Annotated coordinate records
>>>>
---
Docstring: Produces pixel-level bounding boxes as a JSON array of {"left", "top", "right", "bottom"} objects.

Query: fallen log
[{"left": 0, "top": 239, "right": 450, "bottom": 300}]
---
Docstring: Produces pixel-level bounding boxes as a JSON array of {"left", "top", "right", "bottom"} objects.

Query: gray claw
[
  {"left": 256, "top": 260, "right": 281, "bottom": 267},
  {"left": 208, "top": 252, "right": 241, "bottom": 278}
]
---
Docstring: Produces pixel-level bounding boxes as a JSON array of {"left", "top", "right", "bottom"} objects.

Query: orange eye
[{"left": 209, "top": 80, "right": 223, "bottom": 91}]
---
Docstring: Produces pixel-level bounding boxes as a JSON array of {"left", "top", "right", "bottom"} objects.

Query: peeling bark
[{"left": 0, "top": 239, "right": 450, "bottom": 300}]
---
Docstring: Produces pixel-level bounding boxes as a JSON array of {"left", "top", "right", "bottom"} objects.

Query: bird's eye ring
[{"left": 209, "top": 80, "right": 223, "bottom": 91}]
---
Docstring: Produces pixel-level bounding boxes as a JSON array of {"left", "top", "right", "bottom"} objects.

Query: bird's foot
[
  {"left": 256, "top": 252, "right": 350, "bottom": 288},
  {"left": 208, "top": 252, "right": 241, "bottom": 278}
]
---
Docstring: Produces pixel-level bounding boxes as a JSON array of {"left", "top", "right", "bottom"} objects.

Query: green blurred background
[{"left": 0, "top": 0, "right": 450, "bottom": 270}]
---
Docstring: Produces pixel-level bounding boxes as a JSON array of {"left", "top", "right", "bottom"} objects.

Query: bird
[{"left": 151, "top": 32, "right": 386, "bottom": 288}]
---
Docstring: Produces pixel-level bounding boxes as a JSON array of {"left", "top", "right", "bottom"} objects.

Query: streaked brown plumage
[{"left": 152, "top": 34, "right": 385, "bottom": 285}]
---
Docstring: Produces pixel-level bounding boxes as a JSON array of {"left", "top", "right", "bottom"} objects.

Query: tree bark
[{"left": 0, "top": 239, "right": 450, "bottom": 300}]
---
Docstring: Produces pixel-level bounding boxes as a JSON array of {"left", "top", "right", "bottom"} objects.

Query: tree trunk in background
<<<<
▶ [Written problem] Duplicate every entry above, line for line, without changing a single character.

▶ [The solution]
---
Docstring: Produces pixel-level bounding boxes as a JSON array of {"left", "top", "right", "bottom"} objects.

Query: fallen log
[{"left": 0, "top": 239, "right": 450, "bottom": 300}]
---
Docstring: Produces pixel-level bounding boxes as a JSON array of {"left", "top", "right", "bottom"} objects.

Query: gray claw
[
  {"left": 256, "top": 260, "right": 281, "bottom": 267},
  {"left": 208, "top": 252, "right": 241, "bottom": 278}
]
---
Docstring: Produces pixel-level bounding boxes as a JSON array of {"left", "top", "right", "bottom"} objects.

Query: orange eye
[{"left": 209, "top": 80, "right": 223, "bottom": 91}]
---
Docstring: Produces pixel-level bounding boxes as a JSON array of {"left", "top", "right", "bottom"} objects.

Query: peeling bark
[{"left": 0, "top": 239, "right": 450, "bottom": 300}]
---
Docstring: Produces pixel-level bounding boxes as a JSON array of {"left", "top", "right", "bottom"} objects.

Query: bird's eye ring
[{"left": 209, "top": 80, "right": 223, "bottom": 91}]
---
Docstring: Produces pixel-level bounding boxes as a JSON array of {"left", "top", "right", "bottom"} objects.

Query: bird's foot
[
  {"left": 256, "top": 252, "right": 350, "bottom": 288},
  {"left": 208, "top": 252, "right": 241, "bottom": 278}
]
---
Docstring: Produces pixel-level bounding boxes as a JSON array of {"left", "top", "right", "bottom"} objects.

Query: green blurred background
[{"left": 0, "top": 0, "right": 450, "bottom": 270}]
---
Docstring: Produces pixel-level bounding boxes as a JSON array of {"left", "top", "right", "bottom"} objects.

Query: bird
[{"left": 151, "top": 32, "right": 386, "bottom": 288}]
---
Docstring: Produces pixel-level bounding boxes as a JSON array of {"left", "top", "right", "bottom"} objects.

Query: streaked brown plumage
[{"left": 152, "top": 34, "right": 385, "bottom": 285}]
---
Docstring: Produces pixel-level bounding boxes as a JSON array of {"left", "top", "right", "bottom"} objects.

Query: tree bark
[{"left": 0, "top": 239, "right": 450, "bottom": 300}]
---
Docstring: Produces pixel-level bounding boxes as a JSON array of {"left", "top", "right", "bottom"} objects.

Query: tree trunk in background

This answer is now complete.